About this task: Your task is to output every record exactly as it is given.
========================================
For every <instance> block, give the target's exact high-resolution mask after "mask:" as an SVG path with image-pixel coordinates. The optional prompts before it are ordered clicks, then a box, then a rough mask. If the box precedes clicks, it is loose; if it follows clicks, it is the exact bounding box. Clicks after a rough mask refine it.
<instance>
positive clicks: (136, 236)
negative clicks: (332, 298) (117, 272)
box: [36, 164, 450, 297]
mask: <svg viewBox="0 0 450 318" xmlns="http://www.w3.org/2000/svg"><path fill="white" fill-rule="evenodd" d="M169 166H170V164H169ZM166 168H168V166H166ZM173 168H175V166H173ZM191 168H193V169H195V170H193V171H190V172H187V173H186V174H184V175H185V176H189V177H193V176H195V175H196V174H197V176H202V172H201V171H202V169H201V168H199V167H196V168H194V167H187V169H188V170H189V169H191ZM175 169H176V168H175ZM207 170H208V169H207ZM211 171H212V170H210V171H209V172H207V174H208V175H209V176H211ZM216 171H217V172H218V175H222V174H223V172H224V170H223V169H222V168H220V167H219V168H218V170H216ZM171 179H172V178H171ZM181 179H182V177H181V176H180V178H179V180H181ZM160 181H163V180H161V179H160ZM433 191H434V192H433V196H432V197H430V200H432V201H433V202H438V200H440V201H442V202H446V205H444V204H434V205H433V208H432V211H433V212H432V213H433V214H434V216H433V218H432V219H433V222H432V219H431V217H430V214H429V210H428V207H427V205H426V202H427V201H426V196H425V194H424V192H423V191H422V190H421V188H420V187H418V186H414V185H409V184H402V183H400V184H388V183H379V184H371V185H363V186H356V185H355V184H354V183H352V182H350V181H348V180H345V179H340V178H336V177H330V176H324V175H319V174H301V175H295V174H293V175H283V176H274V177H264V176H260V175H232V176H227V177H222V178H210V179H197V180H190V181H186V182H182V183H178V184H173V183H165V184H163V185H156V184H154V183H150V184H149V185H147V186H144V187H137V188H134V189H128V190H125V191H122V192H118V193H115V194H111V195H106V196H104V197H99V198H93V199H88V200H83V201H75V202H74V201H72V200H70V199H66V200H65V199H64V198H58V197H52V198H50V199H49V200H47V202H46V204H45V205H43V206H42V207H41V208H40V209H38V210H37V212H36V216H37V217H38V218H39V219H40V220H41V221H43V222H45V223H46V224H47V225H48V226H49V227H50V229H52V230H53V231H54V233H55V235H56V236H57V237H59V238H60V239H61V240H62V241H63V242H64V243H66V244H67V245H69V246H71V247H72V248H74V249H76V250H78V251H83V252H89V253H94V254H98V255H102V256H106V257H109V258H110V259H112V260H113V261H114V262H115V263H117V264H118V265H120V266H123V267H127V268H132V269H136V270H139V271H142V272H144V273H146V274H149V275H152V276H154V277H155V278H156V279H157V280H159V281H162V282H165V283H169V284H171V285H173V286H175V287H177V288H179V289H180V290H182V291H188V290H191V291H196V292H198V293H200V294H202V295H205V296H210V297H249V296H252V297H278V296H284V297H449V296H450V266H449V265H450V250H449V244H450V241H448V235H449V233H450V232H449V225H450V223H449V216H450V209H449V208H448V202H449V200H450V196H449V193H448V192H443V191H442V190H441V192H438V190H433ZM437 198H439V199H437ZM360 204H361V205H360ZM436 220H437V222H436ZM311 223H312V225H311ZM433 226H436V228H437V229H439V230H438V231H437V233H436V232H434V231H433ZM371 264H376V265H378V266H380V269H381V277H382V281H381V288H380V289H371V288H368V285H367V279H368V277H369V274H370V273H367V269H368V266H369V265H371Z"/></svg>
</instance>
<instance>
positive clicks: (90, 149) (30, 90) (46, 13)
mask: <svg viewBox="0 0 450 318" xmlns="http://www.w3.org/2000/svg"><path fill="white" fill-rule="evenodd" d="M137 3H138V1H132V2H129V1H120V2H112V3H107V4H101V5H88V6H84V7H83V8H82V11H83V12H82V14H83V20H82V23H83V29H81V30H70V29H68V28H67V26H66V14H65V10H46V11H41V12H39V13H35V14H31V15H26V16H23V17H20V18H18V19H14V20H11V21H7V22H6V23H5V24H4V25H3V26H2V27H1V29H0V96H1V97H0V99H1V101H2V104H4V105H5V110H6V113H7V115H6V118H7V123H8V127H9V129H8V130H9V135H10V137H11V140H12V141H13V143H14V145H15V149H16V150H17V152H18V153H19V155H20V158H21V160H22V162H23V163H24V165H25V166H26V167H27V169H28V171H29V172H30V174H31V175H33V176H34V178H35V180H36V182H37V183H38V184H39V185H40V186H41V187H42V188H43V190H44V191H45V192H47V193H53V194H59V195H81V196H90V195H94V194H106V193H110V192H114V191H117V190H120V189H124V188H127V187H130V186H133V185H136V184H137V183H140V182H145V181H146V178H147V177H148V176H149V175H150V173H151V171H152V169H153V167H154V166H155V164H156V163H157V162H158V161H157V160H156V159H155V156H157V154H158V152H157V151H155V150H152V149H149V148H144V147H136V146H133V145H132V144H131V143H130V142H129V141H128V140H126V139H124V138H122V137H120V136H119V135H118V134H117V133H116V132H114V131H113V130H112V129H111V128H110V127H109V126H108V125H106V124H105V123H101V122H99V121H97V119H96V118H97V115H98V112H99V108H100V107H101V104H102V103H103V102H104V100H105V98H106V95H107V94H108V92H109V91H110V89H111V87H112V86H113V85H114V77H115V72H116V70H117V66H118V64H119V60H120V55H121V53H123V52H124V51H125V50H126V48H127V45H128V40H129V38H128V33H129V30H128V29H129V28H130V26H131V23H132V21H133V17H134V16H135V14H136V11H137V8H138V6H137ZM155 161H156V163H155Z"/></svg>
========================================
Solution to this problem:
For every <instance> block, give the target's exact high-resolution mask after "mask:" as an SVG path with image-pixel coordinates. The optional prompts before it are ordered clicks, then a box, then a rough mask. If the box precedes clicks, it is loose; if it follows clicks, it is the exact bounding box. Clicks after a rough mask refine it.
<instance>
positive clicks: (136, 236)
negative clicks: (332, 298) (117, 272)
box: [36, 164, 450, 297]
mask: <svg viewBox="0 0 450 318" xmlns="http://www.w3.org/2000/svg"><path fill="white" fill-rule="evenodd" d="M169 166H170V164H169ZM166 168H168V166H166ZM173 168H175V166H173ZM191 168H193V169H195V170H193V171H190V172H187V173H186V174H184V175H185V176H189V177H193V176H195V175H196V174H197V176H202V172H201V171H202V169H201V168H199V167H196V168H194V167H187V169H188V170H189V169H191ZM175 169H176V168H175ZM207 170H208V169H207ZM211 171H212V170H210V171H209V172H207V174H208V175H209V176H211ZM216 171H217V172H218V175H222V174H223V172H224V170H223V169H222V168H220V167H219V168H218V170H216ZM171 179H172V178H171ZM181 179H182V177H181V176H180V178H179V180H181ZM160 181H163V180H161V179H160ZM433 191H434V192H433V196H432V197H430V200H432V201H433V202H438V200H440V201H442V202H446V205H444V204H434V205H433V208H432V211H433V212H432V213H433V214H434V216H433V218H432V219H433V222H432V219H431V217H430V214H429V210H428V207H427V205H426V202H427V201H426V196H425V194H424V192H423V191H422V190H421V188H420V187H418V186H414V185H409V184H402V183H400V184H388V183H379V184H371V185H363V186H356V185H355V184H354V183H352V182H350V181H348V180H345V179H340V178H336V177H330V176H324V175H319V174H301V175H295V174H293V175H283V176H274V177H264V176H260V175H232V176H227V177H222V178H210V179H197V180H190V181H186V182H182V183H178V184H173V183H165V184H163V185H156V184H154V183H150V184H149V185H147V186H144V187H137V188H134V189H128V190H125V191H122V192H118V193H115V194H111V195H106V196H104V197H99V198H93V199H88V200H83V201H75V202H74V201H72V200H70V199H66V200H65V199H64V198H58V197H52V198H50V199H49V200H47V202H46V204H45V205H43V206H42V207H41V208H40V209H38V210H37V212H36V216H37V217H38V218H39V219H40V220H41V221H43V222H45V223H46V224H47V225H48V226H49V227H50V229H52V230H53V231H54V233H55V235H56V236H57V237H59V238H60V239H61V240H62V241H63V242H64V243H66V244H67V245H69V246H71V247H72V248H74V249H76V250H78V251H83V252H89V253H94V254H98V255H102V256H106V257H109V258H110V259H112V260H113V261H114V262H115V263H117V264H118V265H120V266H123V267H127V268H132V269H136V270H139V271H142V272H144V273H146V274H149V275H152V276H154V277H155V278H156V279H157V280H159V281H162V282H165V283H169V284H171V285H173V286H175V287H177V288H179V289H180V290H182V291H188V290H191V291H196V292H198V293H200V294H202V295H205V296H210V297H249V296H252V297H278V296H284V297H449V296H450V266H449V265H450V250H449V244H450V241H448V235H449V233H450V232H449V225H450V223H449V216H450V209H449V208H448V202H449V200H450V196H449V193H448V192H443V191H442V190H441V192H438V190H433ZM437 198H439V199H437ZM360 204H361V205H360ZM436 220H437V222H436ZM311 223H312V225H311ZM433 226H436V228H437V229H439V230H438V231H437V233H436V232H434V231H433ZM371 264H376V265H378V266H380V269H381V277H382V281H381V288H380V289H371V288H368V285H367V279H368V277H369V274H370V273H367V269H368V266H369V265H371Z"/></svg>
</instance>
<instance>
positive clicks: (90, 149) (30, 90) (46, 13)
mask: <svg viewBox="0 0 450 318" xmlns="http://www.w3.org/2000/svg"><path fill="white" fill-rule="evenodd" d="M137 3H138V1H132V2H129V1H120V2H112V3H107V4H101V5H88V6H84V7H83V8H82V11H83V12H82V14H83V20H82V23H83V29H81V30H70V29H68V28H67V26H66V14H65V10H46V11H41V12H39V13H35V14H31V15H26V16H23V17H20V18H18V19H14V20H11V21H7V22H6V23H5V24H4V25H3V26H2V27H1V29H0V96H1V97H0V99H1V101H2V104H4V105H5V110H6V113H7V115H6V118H7V123H8V127H9V129H8V130H9V135H10V137H11V140H12V141H13V143H14V145H15V149H16V150H17V152H18V153H19V155H20V158H21V160H22V162H23V163H24V165H25V166H26V167H27V169H28V171H29V172H30V174H31V175H33V176H34V178H35V180H36V182H37V183H38V184H39V185H40V186H41V187H42V188H43V190H44V191H45V192H47V193H53V194H59V195H81V196H90V195H94V194H106V193H110V192H114V191H117V190H120V189H124V188H127V187H130V186H133V185H136V184H137V183H140V182H145V181H146V178H147V177H148V176H149V175H150V173H151V171H152V169H153V167H154V166H155V164H156V163H157V162H158V161H157V160H156V159H155V156H157V154H158V152H157V151H155V150H152V149H149V148H144V147H136V146H133V145H132V144H131V143H130V142H129V141H128V140H126V139H124V138H122V137H120V136H119V135H118V134H117V133H116V132H114V131H113V130H112V129H111V128H110V127H109V126H108V125H106V124H105V123H101V122H99V121H97V119H96V118H97V115H98V112H99V108H100V107H101V104H102V103H103V102H104V100H105V98H106V95H107V94H108V92H109V91H110V89H111V87H112V86H113V85H114V77H115V72H116V70H117V66H118V64H119V60H120V55H121V53H123V52H124V51H125V50H126V48H127V45H128V40H129V38H128V33H129V30H128V29H129V28H130V26H131V23H132V21H133V17H134V16H135V14H136V11H137V8H138V6H137ZM155 161H156V163H155Z"/></svg>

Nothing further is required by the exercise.